§ Document excerpt
When you walk into a bouchon, you not only recognize the owner but are greeted with a pat on the back and your glass is instantly full of Beaujolais wine. Plainly decorated beyond the paper tablecloths over red and white checked linen, the paint on the wall is chipped and the lighting falls warm and low. The food goes from pan to plate with little accessory, maybe a slice of lemon or sprig of parsley; it is presented without pretense. The refined celebrity of the food you’ll find in Paris is not accepted by Lyonnaise cuisine which instead has rougher edges, and fully embraces the offerings of the surrounding region.

When ordering, there isn’t much to be debated. You get everything you see on the menu, and it is to be eaten with everyone at the table; not just getting a bite here or there, but receiving heaping spoonfuls. Meals may begin “lightly” with the house terrine serving up layers of duck, rabbit, and chicken. It’ll include every part of the roast duck that you won’t see when served later on. Once you’ve finished the terrine, you’ll quickly move onto the paté wrapped in pastry. Other plates will follow: There could be fried tripe or a poached veal head. There will definitely be St-Marcellin cheese and cassoulet, the latter a warm dish you want to enjoy on your travels through Lyon during a break from your daily work. Confit duck with sausage and beans are slow simmered until the silken casserole comes to the table ready to be eaten between sips of wine. The sausage in the cassoulet will be made by the family who’s been making fine charcuterie for as long as cassoulet has been on the menu. The bouchon welcomes not only a collection of the locals who serve as patrons, but it celebrates the fine work that goes on at the charcuterie shop a few blocks down the road and the patisserie a few further. It takes a village to raise a child, and a city to breed a culinary reputation.

The bouchon carries on the everyday dining experience in Lyon. While they are able to emphasize the food of the people, it is the mothers of Lyon who exposed to the world the exquisite cuisine of which the region was capable. Cuisine Lyonnaise may have no secrets, except the women that mothered it. These women, the “mères” of Lyon, kick whatever antiquated idea of women in the kitchen out the door. The women chefs came from backgrounds in cooking for upper-middle class families who left their posts to open restaurants. Motivation to serve the best food came from the Michelin Guide. While Lyon was already at a crossing point between the North and South of France, a Michelin rating could make a travelers pause in their journey just for a meal. The women opened restaurants eponymously always beginning with “Mère” taking pride in the matriarchy raising an elevated level of cuisine. The Mères were different from Bouchons in their more refined quality, but neither was trying to outshine the other; both coexist as equally significant in the scheme of Lyonnaise cuisine.

§ Stored rows
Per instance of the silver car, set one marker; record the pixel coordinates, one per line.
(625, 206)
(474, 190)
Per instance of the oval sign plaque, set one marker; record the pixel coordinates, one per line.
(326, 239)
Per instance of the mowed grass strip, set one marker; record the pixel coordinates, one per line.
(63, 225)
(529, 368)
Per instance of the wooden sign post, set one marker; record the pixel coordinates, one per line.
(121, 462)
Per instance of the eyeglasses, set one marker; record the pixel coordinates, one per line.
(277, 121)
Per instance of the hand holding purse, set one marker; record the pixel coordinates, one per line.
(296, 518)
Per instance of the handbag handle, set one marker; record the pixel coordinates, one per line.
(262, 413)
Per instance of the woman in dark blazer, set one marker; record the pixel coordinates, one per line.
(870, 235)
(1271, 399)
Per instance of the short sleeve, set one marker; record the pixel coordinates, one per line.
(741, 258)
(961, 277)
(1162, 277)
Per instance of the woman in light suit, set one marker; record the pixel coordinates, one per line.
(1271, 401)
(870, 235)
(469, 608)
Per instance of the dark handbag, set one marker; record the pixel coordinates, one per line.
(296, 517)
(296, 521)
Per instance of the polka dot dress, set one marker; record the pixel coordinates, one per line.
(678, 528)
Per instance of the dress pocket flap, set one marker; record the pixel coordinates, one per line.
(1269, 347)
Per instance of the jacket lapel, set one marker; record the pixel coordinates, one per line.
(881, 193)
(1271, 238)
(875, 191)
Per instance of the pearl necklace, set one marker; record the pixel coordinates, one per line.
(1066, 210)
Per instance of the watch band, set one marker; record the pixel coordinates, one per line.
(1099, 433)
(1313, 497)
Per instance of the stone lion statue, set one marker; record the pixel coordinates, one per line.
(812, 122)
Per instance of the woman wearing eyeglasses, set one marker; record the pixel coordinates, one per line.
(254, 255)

§ Exercises to complete
[1] Translate this sentence from the text on dining in Lyon into French: "It takes a village to raise a child, and a city to breed a culinary reputation."
[2] How many lines of the records contain the word "dress"? Give only the number.
The text and the records have no connection to each other.

§ Answers for this exercise
[1] Il faut un village pour élever un enfant, et une ville pour forger une réputation culinaire.

[2] 2